§ **Problem description**:
Copy out only the span from the line with "the treadmill and" to the end of the data, both ends kept, word for word.

— begin Data in this exercise —

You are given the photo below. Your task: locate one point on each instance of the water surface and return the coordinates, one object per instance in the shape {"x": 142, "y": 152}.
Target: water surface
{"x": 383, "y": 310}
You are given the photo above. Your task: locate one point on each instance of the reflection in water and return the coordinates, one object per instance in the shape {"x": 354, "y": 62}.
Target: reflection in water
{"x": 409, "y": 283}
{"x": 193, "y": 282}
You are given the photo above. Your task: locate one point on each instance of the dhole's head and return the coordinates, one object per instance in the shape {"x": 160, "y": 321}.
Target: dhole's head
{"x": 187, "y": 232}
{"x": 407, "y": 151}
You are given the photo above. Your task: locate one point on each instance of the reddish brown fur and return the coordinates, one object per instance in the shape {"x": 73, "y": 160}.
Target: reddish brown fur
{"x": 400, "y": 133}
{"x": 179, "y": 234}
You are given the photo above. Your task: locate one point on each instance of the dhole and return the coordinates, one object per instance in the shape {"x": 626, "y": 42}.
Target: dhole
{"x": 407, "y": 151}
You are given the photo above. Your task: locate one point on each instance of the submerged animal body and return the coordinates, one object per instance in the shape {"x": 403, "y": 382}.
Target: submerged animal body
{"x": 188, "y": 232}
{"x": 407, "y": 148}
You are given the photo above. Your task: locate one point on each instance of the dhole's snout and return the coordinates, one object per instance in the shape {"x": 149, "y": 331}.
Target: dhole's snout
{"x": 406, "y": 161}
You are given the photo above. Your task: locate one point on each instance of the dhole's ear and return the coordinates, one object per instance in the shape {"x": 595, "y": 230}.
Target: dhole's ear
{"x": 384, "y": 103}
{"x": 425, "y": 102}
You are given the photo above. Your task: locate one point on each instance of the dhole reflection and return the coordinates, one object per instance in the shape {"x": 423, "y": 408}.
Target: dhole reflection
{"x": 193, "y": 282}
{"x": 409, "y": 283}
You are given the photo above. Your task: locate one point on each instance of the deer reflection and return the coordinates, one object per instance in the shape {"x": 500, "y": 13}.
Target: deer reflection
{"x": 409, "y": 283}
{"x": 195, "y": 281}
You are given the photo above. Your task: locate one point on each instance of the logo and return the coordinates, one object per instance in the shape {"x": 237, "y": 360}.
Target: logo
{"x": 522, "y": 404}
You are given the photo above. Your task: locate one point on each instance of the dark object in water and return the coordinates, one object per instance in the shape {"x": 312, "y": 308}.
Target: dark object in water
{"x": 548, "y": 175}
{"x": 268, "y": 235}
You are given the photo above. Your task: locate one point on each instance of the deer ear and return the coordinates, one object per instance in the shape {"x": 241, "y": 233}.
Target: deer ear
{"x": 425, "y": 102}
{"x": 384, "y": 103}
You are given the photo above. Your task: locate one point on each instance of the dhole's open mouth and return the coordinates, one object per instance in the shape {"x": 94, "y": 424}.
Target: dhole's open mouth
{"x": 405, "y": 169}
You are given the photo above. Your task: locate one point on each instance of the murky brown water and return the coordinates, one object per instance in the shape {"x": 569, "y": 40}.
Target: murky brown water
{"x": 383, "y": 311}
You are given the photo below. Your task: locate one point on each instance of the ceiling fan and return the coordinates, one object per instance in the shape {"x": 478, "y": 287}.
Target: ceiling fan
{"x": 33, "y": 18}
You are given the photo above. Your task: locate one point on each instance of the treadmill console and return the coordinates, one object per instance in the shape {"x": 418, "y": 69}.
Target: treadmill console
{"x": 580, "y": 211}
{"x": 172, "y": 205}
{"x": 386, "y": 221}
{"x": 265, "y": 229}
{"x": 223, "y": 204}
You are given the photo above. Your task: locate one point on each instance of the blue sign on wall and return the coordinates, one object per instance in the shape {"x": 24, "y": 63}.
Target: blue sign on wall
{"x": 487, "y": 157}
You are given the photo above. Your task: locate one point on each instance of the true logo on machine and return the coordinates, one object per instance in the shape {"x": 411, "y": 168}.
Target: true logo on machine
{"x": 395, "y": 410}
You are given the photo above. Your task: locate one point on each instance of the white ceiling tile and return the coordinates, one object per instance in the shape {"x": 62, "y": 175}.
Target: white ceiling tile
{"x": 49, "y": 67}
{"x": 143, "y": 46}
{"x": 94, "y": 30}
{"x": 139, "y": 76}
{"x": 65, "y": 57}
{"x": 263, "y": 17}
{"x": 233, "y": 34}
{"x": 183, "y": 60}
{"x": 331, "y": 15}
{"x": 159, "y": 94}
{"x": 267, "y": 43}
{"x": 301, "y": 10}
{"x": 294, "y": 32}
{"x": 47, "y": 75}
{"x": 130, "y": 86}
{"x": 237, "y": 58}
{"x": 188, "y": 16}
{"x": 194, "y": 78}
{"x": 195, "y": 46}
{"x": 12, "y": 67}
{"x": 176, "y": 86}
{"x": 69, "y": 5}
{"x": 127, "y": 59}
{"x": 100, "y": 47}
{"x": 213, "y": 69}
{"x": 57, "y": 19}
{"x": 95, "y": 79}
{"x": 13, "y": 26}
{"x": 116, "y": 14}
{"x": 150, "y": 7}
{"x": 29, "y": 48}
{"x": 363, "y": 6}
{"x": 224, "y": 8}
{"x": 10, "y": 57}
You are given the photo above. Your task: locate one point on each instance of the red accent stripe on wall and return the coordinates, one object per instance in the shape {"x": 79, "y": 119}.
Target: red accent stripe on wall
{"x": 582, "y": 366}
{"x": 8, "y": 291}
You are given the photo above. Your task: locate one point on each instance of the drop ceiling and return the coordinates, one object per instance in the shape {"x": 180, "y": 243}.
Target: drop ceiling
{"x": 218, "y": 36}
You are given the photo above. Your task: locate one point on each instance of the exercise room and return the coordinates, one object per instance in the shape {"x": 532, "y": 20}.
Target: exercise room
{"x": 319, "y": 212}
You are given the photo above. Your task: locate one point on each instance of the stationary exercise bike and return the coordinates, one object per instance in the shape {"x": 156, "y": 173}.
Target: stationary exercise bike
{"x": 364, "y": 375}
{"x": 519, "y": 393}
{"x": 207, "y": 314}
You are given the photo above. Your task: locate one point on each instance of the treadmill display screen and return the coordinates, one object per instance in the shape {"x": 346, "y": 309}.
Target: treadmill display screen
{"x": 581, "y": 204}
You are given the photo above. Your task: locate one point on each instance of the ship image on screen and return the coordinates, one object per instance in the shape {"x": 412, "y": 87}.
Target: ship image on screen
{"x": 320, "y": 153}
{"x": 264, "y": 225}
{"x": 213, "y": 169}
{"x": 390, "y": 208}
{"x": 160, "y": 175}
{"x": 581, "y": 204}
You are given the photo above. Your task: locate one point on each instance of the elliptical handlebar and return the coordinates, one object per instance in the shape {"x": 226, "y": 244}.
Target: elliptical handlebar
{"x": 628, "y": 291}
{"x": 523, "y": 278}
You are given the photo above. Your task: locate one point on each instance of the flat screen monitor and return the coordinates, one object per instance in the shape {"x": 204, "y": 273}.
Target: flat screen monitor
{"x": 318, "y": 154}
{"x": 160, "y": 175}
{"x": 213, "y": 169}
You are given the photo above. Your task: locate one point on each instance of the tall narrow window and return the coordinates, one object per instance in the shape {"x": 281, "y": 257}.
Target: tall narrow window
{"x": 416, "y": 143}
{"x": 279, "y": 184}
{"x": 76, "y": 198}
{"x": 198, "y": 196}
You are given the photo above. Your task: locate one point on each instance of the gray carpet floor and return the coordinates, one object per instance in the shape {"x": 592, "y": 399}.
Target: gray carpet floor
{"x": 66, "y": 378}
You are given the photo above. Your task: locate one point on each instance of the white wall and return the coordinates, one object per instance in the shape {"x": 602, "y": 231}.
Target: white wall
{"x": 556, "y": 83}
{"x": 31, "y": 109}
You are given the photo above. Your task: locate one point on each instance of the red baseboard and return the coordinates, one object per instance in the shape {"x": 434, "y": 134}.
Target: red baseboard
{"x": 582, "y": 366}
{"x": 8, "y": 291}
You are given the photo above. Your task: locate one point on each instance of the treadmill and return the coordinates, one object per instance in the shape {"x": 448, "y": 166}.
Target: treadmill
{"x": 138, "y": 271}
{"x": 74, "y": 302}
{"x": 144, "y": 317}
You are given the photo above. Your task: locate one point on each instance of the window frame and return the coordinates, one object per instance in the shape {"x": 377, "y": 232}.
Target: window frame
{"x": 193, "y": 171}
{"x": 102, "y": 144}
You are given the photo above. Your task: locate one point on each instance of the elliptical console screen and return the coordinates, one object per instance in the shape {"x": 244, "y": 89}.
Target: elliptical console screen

— end Data in this exercise —

§ **Output for this task**:
You are given the photo above. Your task: locate one point on each instance of the treadmill and return the coordinates, one object per instance in the shape {"x": 448, "y": 166}.
Target: treadmill
{"x": 138, "y": 271}
{"x": 74, "y": 302}
{"x": 144, "y": 317}
You are given the photo above. Your task: locate one point on each instance of the window frame and return the coordinates, one object per instance in the shape {"x": 377, "y": 232}.
Target: window frame
{"x": 193, "y": 171}
{"x": 102, "y": 144}
You are given the photo above. Your task: locate one point on each instance of the elliptical console screen and return the coordinates, one object per instance in the shape {"x": 244, "y": 89}.
Target: elliptical console screen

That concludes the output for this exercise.